| Task |
Nothing in the records may be left out; restate them word for word.

Materials provided START

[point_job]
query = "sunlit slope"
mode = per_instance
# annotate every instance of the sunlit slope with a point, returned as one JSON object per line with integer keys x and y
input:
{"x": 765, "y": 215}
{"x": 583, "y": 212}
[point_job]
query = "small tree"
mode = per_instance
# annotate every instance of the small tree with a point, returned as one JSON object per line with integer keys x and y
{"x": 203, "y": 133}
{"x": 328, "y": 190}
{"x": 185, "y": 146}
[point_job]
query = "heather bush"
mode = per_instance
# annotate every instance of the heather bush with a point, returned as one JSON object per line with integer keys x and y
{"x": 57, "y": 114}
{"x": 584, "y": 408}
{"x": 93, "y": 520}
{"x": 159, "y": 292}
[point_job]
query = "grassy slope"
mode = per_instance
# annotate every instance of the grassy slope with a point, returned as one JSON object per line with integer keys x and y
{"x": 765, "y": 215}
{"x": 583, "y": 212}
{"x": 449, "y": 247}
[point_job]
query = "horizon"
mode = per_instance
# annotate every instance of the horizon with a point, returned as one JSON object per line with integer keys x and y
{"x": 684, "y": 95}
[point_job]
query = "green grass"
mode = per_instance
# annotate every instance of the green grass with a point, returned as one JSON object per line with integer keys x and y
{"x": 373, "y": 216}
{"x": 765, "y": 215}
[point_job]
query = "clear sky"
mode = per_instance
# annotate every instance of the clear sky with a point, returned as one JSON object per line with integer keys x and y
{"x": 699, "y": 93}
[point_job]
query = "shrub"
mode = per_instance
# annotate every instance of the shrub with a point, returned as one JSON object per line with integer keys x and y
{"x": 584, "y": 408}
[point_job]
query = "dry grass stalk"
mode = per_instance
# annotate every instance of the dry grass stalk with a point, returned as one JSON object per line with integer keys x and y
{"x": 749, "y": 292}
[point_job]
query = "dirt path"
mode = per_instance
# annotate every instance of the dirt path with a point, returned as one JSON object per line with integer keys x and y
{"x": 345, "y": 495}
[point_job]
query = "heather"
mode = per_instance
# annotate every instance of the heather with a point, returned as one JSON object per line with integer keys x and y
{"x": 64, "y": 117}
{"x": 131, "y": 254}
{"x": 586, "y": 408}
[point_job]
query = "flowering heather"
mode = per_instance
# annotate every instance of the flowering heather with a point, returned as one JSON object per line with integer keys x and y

Materials provided END

| Reply |
[point_job]
query = "sunlit slope"
mode = per_instance
# annotate every instance of the sunlit slope with a point, returned as one JSON object per line with integer keys x and y
input:
{"x": 765, "y": 215}
{"x": 583, "y": 212}
[point_job]
query = "small tree"
mode = per_instance
# annotate every instance of the small tree with a point, returned as one JSON object per line with integer keys x and y
{"x": 203, "y": 133}
{"x": 328, "y": 190}
{"x": 185, "y": 146}
[point_job]
query = "heather bush"
mode = per_instance
# annotate every instance of the heather bush with a point, returned as one JSON object per line with integer keys x and y
{"x": 57, "y": 114}
{"x": 584, "y": 408}
{"x": 93, "y": 520}
{"x": 159, "y": 292}
[point_job]
query = "grassy slope"
mode = per_instance
# annotate every instance of the grassy slope with a point, returned as one JSON object per line with integer keys x and y
{"x": 765, "y": 215}
{"x": 583, "y": 212}
{"x": 449, "y": 247}
[point_job]
query = "horizon"
mode = per_instance
# annotate every instance of the horizon with a point, returned as one JSON object per line with integer keys x and y
{"x": 684, "y": 95}
[point_job]
query = "green grass"
mode = per_instance
# annotate every instance of the green grass with a point, returned as one JSON object per line with integer keys x and y
{"x": 373, "y": 216}
{"x": 765, "y": 215}
[point_job]
query = "clear sky"
mode = per_instance
# annotate every instance of the clear sky with a point, returned as one JSON object per line with integer keys x and y
{"x": 699, "y": 93}
[point_job]
query = "shrub"
mode = per_instance
# annotate every instance of the shrub with a point, returned as one JSON object per line with integer keys x and y
{"x": 584, "y": 408}
[point_job]
query = "dry grass stalk"
mode = per_instance
# annotate every instance of the dry grass stalk with a point, returned as one JSON object per line with integer keys x and y
{"x": 749, "y": 292}
[point_job]
query = "dirt path"
mode = per_instance
# annotate every instance of the dirt path with a point, returned as one JSON object per line with integer keys x and y
{"x": 345, "y": 495}
[point_job]
query = "heather"
mode = per_instance
# annotate every instance of the heather with a point, returned as one JSON object per line with integer keys x and y
{"x": 64, "y": 117}
{"x": 131, "y": 254}
{"x": 586, "y": 408}
[point_job]
query = "flowering heather"
mode = per_instance
# annotate every instance of the flowering heather with a point, returned as one JSON object per line with integer keys x and y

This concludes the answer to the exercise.